>> Begin Source passage

Michael Pelzer and Pegasus Parachuting Services v. State of Michigan – No. 16-16-05

Director's Determination (05/06/2018)

FAA Docket No:

FAA Docket No. 16-16-05

Author:

Kevin C. Willis, Director, Office of Airport Compliance and Management Analysis

Complainant(s):

Michael Pelzer; Pegasus Parachuting Services

Respondent(s):

State of Michigan

Airport(s):

Romeo State (D98)

Holding:

No Violation of Grant Assurance 5, Preserving Rights and Powers, or Grant Assurance 23, Exclusive Rights; Violation of Grant Assurance 22, Economic Nondiscrimination.

Abstract:

Complainant contacted Airport Management about setting up a commercial skydiving operation and a PDZ—Parachute Landing Area. However, the Complainant alleges that the Sponsor violated Grant Assurance 5, Preserving Rights and Powers, by permitting the Airport Manager to employ processes and procedures for review of aeronautical service that lacked transparency and acted as a deterrent to new aeronautical tenants. (p. 12.) Additionally, the Complainant alleged that its skydiving business was effectively denied by the sponsor, in violation of Grant Assurance 23, because “it’s airport management company, has implemented a de facto policy of prohibiting skydiving and implanted it through continuously imposing new barriers, conditions, and pricing structures and refusal to live up to agreement reached in face-to-face meetings.” (p. 13.)

>> End Source passage
>> Begin Entries shown

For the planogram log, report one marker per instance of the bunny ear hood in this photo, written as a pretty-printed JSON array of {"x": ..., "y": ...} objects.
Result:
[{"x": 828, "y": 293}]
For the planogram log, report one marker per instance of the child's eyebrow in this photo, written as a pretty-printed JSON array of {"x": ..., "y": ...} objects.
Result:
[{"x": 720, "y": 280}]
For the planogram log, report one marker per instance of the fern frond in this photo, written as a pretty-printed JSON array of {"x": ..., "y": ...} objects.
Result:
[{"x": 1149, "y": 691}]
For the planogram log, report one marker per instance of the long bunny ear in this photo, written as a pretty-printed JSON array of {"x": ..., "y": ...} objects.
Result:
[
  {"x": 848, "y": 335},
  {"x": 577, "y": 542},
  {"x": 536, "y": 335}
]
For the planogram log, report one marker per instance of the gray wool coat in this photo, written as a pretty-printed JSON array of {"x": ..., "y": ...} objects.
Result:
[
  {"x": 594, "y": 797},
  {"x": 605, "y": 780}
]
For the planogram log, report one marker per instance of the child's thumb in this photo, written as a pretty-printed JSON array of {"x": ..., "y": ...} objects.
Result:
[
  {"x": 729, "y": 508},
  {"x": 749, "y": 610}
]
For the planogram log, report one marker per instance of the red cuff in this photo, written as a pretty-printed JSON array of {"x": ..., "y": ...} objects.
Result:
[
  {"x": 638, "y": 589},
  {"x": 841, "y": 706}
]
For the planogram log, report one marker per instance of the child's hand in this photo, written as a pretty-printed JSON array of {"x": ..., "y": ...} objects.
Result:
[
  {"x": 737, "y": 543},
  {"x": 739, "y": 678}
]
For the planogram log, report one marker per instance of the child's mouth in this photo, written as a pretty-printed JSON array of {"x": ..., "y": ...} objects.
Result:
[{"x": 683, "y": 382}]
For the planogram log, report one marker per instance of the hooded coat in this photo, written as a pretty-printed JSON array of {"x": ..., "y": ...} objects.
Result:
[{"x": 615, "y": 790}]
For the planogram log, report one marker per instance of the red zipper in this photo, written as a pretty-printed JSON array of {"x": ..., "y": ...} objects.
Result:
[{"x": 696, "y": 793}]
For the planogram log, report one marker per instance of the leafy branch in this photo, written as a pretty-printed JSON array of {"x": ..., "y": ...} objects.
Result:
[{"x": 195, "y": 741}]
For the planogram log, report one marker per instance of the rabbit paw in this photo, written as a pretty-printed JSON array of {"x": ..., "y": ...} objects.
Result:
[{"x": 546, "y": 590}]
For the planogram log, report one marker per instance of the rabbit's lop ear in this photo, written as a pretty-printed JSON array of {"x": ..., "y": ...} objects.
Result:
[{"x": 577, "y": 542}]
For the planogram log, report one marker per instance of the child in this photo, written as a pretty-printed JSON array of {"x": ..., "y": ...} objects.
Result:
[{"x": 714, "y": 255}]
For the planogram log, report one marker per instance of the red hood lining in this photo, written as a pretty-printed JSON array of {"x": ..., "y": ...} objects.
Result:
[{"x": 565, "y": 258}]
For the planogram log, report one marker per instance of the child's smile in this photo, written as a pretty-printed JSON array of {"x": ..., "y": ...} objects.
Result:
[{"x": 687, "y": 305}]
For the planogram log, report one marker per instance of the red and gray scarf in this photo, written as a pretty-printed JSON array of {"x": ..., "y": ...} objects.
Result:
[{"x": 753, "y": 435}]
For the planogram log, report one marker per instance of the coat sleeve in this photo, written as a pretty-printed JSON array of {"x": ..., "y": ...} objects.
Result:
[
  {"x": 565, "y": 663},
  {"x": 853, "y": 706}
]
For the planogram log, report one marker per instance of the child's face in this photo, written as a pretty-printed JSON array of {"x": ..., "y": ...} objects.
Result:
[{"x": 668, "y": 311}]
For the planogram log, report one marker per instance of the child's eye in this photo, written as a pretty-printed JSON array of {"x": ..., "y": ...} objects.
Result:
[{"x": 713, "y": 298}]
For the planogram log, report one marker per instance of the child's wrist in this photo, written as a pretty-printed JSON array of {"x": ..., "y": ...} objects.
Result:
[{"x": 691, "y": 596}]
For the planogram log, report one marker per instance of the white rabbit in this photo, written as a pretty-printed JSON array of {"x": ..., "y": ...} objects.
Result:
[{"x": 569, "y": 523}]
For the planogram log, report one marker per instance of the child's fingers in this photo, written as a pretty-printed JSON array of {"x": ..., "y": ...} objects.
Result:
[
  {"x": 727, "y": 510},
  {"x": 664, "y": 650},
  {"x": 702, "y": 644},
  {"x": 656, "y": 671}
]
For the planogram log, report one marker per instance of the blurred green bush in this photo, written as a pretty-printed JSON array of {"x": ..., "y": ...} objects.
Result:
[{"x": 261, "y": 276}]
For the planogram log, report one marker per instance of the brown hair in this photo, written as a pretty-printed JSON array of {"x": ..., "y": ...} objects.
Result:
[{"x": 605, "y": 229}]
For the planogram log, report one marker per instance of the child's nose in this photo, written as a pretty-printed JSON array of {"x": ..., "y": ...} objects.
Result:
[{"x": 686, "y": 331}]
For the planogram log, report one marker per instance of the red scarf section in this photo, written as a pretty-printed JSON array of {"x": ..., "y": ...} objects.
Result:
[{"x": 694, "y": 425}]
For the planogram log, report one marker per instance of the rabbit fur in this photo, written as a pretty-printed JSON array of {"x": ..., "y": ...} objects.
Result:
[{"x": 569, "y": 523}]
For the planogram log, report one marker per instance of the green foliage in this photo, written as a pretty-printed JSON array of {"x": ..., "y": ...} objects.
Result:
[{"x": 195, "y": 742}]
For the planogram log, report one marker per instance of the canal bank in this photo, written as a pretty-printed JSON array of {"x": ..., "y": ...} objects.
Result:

>> End Entries shown

## [Task instructions]
a. Which airport is named in the determination summary?
b. List every grant assurance that the determination summary names, with its number and title.
Rely solely on the determination summary when responding.

## [List of solutions]
a. Romeo State (D98)

b.
Grant Assurance 5, Preserving Rights and Powers
Grant Assurance 23, Exclusive Rights
Grant Assurance 22, Economic Nondiscrimination